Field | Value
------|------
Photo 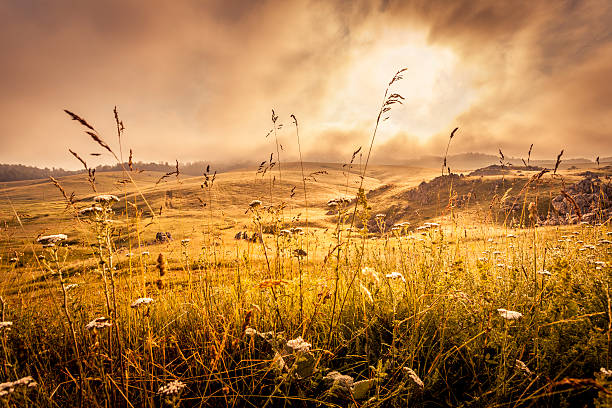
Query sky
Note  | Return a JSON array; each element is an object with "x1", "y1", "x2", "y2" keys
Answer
[{"x1": 0, "y1": 0, "x2": 612, "y2": 168}]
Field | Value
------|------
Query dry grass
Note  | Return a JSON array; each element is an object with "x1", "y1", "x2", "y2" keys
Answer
[{"x1": 0, "y1": 84, "x2": 612, "y2": 407}]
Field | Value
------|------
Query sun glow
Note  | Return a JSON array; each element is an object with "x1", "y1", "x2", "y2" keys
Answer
[{"x1": 326, "y1": 31, "x2": 474, "y2": 142}]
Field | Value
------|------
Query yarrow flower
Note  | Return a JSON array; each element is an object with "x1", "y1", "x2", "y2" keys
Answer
[
  {"x1": 361, "y1": 266, "x2": 380, "y2": 284},
  {"x1": 404, "y1": 367, "x2": 425, "y2": 389},
  {"x1": 287, "y1": 336, "x2": 311, "y2": 352},
  {"x1": 497, "y1": 309, "x2": 523, "y2": 320},
  {"x1": 79, "y1": 205, "x2": 104, "y2": 215},
  {"x1": 36, "y1": 234, "x2": 68, "y2": 245},
  {"x1": 385, "y1": 271, "x2": 406, "y2": 282},
  {"x1": 157, "y1": 380, "x2": 186, "y2": 396},
  {"x1": 85, "y1": 317, "x2": 113, "y2": 330},
  {"x1": 64, "y1": 283, "x2": 79, "y2": 292},
  {"x1": 0, "y1": 375, "x2": 38, "y2": 397},
  {"x1": 94, "y1": 194, "x2": 119, "y2": 203},
  {"x1": 516, "y1": 360, "x2": 533, "y2": 375},
  {"x1": 130, "y1": 298, "x2": 155, "y2": 308}
]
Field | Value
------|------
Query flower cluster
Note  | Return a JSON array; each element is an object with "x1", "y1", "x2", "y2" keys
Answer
[{"x1": 157, "y1": 380, "x2": 186, "y2": 396}]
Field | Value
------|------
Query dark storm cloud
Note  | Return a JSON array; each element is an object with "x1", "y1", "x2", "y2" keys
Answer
[{"x1": 0, "y1": 0, "x2": 612, "y2": 167}]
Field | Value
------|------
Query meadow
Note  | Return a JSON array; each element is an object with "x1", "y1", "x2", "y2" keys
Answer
[{"x1": 0, "y1": 95, "x2": 612, "y2": 407}]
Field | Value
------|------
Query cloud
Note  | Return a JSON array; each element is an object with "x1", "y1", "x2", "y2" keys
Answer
[{"x1": 0, "y1": 0, "x2": 612, "y2": 167}]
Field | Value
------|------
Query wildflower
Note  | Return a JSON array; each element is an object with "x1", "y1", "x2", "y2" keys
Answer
[
  {"x1": 79, "y1": 205, "x2": 104, "y2": 215},
  {"x1": 64, "y1": 283, "x2": 79, "y2": 292},
  {"x1": 157, "y1": 380, "x2": 185, "y2": 396},
  {"x1": 404, "y1": 367, "x2": 425, "y2": 389},
  {"x1": 130, "y1": 298, "x2": 154, "y2": 308},
  {"x1": 85, "y1": 317, "x2": 113, "y2": 330},
  {"x1": 385, "y1": 271, "x2": 406, "y2": 283},
  {"x1": 516, "y1": 360, "x2": 533, "y2": 375},
  {"x1": 599, "y1": 367, "x2": 612, "y2": 377},
  {"x1": 0, "y1": 376, "x2": 38, "y2": 397},
  {"x1": 361, "y1": 266, "x2": 380, "y2": 284},
  {"x1": 258, "y1": 279, "x2": 289, "y2": 289},
  {"x1": 287, "y1": 336, "x2": 311, "y2": 353},
  {"x1": 36, "y1": 234, "x2": 68, "y2": 245},
  {"x1": 359, "y1": 283, "x2": 374, "y2": 303},
  {"x1": 497, "y1": 309, "x2": 523, "y2": 320},
  {"x1": 94, "y1": 194, "x2": 119, "y2": 203},
  {"x1": 249, "y1": 200, "x2": 261, "y2": 208},
  {"x1": 293, "y1": 248, "x2": 308, "y2": 258}
]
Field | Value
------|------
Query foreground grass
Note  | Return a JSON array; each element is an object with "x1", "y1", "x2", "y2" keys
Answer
[{"x1": 0, "y1": 191, "x2": 612, "y2": 407}]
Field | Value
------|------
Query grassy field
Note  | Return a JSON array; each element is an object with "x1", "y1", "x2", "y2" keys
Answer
[{"x1": 0, "y1": 158, "x2": 612, "y2": 407}]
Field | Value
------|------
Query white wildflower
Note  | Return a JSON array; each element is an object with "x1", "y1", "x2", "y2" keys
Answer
[
  {"x1": 157, "y1": 380, "x2": 185, "y2": 396},
  {"x1": 361, "y1": 266, "x2": 380, "y2": 284},
  {"x1": 359, "y1": 283, "x2": 374, "y2": 303},
  {"x1": 599, "y1": 367, "x2": 612, "y2": 377},
  {"x1": 516, "y1": 359, "x2": 533, "y2": 375},
  {"x1": 85, "y1": 317, "x2": 113, "y2": 330},
  {"x1": 36, "y1": 234, "x2": 68, "y2": 245},
  {"x1": 0, "y1": 375, "x2": 38, "y2": 396},
  {"x1": 287, "y1": 336, "x2": 311, "y2": 353},
  {"x1": 79, "y1": 205, "x2": 104, "y2": 215},
  {"x1": 385, "y1": 271, "x2": 406, "y2": 282},
  {"x1": 130, "y1": 298, "x2": 154, "y2": 308},
  {"x1": 497, "y1": 309, "x2": 523, "y2": 320},
  {"x1": 64, "y1": 283, "x2": 79, "y2": 292},
  {"x1": 94, "y1": 194, "x2": 119, "y2": 203},
  {"x1": 404, "y1": 367, "x2": 425, "y2": 389}
]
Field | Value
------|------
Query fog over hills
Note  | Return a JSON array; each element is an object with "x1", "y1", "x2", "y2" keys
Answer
[{"x1": 0, "y1": 153, "x2": 612, "y2": 182}]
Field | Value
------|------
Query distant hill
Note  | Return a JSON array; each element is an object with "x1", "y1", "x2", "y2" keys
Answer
[
  {"x1": 392, "y1": 153, "x2": 596, "y2": 171},
  {"x1": 0, "y1": 161, "x2": 253, "y2": 182}
]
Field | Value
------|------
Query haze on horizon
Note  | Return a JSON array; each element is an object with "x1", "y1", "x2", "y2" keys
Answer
[{"x1": 0, "y1": 0, "x2": 612, "y2": 168}]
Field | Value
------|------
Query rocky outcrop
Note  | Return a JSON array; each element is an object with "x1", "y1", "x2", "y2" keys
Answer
[{"x1": 544, "y1": 173, "x2": 612, "y2": 225}]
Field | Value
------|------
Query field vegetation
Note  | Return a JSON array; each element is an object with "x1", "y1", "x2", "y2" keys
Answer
[{"x1": 0, "y1": 72, "x2": 612, "y2": 407}]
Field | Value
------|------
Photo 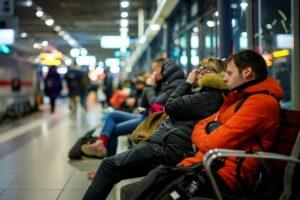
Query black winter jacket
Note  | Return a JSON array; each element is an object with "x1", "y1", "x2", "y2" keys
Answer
[
  {"x1": 148, "y1": 82, "x2": 224, "y2": 165},
  {"x1": 141, "y1": 60, "x2": 184, "y2": 109}
]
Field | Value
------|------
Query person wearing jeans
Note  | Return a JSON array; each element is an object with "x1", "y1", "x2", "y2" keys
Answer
[{"x1": 81, "y1": 58, "x2": 184, "y2": 157}]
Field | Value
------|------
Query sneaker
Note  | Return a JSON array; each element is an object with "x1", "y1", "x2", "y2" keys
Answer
[{"x1": 81, "y1": 143, "x2": 106, "y2": 158}]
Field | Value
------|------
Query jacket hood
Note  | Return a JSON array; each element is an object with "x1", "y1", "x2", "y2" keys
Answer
[
  {"x1": 242, "y1": 78, "x2": 284, "y2": 100},
  {"x1": 198, "y1": 73, "x2": 227, "y2": 90},
  {"x1": 162, "y1": 59, "x2": 184, "y2": 84}
]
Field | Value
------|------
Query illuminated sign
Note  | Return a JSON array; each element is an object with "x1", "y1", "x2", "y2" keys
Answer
[
  {"x1": 100, "y1": 36, "x2": 129, "y2": 49},
  {"x1": 76, "y1": 56, "x2": 97, "y2": 66},
  {"x1": 273, "y1": 49, "x2": 290, "y2": 58},
  {"x1": 0, "y1": 44, "x2": 10, "y2": 55},
  {"x1": 40, "y1": 52, "x2": 62, "y2": 66},
  {"x1": 0, "y1": 29, "x2": 15, "y2": 44}
]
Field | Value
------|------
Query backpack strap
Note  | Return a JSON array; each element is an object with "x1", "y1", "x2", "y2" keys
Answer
[{"x1": 235, "y1": 90, "x2": 279, "y2": 112}]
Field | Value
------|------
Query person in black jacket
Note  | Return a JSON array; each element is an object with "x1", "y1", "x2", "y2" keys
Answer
[
  {"x1": 81, "y1": 59, "x2": 184, "y2": 157},
  {"x1": 83, "y1": 58, "x2": 226, "y2": 200}
]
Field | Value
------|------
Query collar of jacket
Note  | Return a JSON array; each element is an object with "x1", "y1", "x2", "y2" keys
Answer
[
  {"x1": 198, "y1": 73, "x2": 227, "y2": 90},
  {"x1": 232, "y1": 78, "x2": 266, "y2": 92}
]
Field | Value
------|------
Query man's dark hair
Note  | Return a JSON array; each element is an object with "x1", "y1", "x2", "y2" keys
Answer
[
  {"x1": 153, "y1": 58, "x2": 167, "y2": 67},
  {"x1": 228, "y1": 50, "x2": 268, "y2": 79}
]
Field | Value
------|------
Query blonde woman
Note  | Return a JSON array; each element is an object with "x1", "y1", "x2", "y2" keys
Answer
[{"x1": 83, "y1": 58, "x2": 226, "y2": 200}]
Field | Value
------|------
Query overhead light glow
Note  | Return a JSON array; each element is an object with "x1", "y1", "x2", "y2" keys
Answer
[
  {"x1": 32, "y1": 43, "x2": 42, "y2": 49},
  {"x1": 35, "y1": 10, "x2": 44, "y2": 17},
  {"x1": 21, "y1": 32, "x2": 28, "y2": 38},
  {"x1": 45, "y1": 19, "x2": 54, "y2": 26},
  {"x1": 120, "y1": 19, "x2": 128, "y2": 27},
  {"x1": 58, "y1": 31, "x2": 66, "y2": 37},
  {"x1": 54, "y1": 26, "x2": 61, "y2": 32},
  {"x1": 63, "y1": 35, "x2": 70, "y2": 40},
  {"x1": 100, "y1": 36, "x2": 129, "y2": 49},
  {"x1": 0, "y1": 29, "x2": 15, "y2": 44},
  {"x1": 121, "y1": 1, "x2": 129, "y2": 8},
  {"x1": 42, "y1": 41, "x2": 48, "y2": 47},
  {"x1": 70, "y1": 48, "x2": 80, "y2": 58},
  {"x1": 24, "y1": 0, "x2": 33, "y2": 7},
  {"x1": 273, "y1": 49, "x2": 290, "y2": 58},
  {"x1": 266, "y1": 24, "x2": 272, "y2": 30},
  {"x1": 240, "y1": 2, "x2": 248, "y2": 10},
  {"x1": 241, "y1": 32, "x2": 248, "y2": 37},
  {"x1": 57, "y1": 67, "x2": 67, "y2": 74},
  {"x1": 206, "y1": 20, "x2": 216, "y2": 28},
  {"x1": 121, "y1": 12, "x2": 128, "y2": 18},
  {"x1": 65, "y1": 59, "x2": 72, "y2": 66},
  {"x1": 80, "y1": 48, "x2": 88, "y2": 56},
  {"x1": 150, "y1": 24, "x2": 160, "y2": 31},
  {"x1": 76, "y1": 56, "x2": 97, "y2": 66}
]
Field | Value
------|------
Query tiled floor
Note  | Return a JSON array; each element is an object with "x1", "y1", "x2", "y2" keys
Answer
[{"x1": 0, "y1": 105, "x2": 126, "y2": 200}]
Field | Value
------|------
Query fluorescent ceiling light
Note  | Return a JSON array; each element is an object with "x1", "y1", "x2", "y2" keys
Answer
[
  {"x1": 21, "y1": 32, "x2": 28, "y2": 38},
  {"x1": 45, "y1": 19, "x2": 54, "y2": 26},
  {"x1": 35, "y1": 10, "x2": 44, "y2": 17},
  {"x1": 121, "y1": 12, "x2": 128, "y2": 18},
  {"x1": 151, "y1": 24, "x2": 160, "y2": 31},
  {"x1": 240, "y1": 2, "x2": 248, "y2": 10},
  {"x1": 100, "y1": 36, "x2": 129, "y2": 49},
  {"x1": 70, "y1": 48, "x2": 80, "y2": 58},
  {"x1": 80, "y1": 48, "x2": 88, "y2": 56},
  {"x1": 42, "y1": 41, "x2": 48, "y2": 47},
  {"x1": 206, "y1": 20, "x2": 216, "y2": 28},
  {"x1": 76, "y1": 56, "x2": 97, "y2": 66},
  {"x1": 121, "y1": 1, "x2": 129, "y2": 8},
  {"x1": 65, "y1": 58, "x2": 72, "y2": 65},
  {"x1": 0, "y1": 29, "x2": 15, "y2": 44},
  {"x1": 54, "y1": 26, "x2": 61, "y2": 32},
  {"x1": 105, "y1": 58, "x2": 120, "y2": 67},
  {"x1": 120, "y1": 19, "x2": 128, "y2": 27}
]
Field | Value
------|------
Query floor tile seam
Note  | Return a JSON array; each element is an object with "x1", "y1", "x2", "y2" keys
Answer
[{"x1": 56, "y1": 169, "x2": 75, "y2": 200}]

• **WORK REQUIRED**:
Which lines in the material above contain the word "jacket"? Copy each of them.

• **TASK RESULT**:
Query black winter jacket
Query jacket hood
Query person in black jacket
Query collar of jacket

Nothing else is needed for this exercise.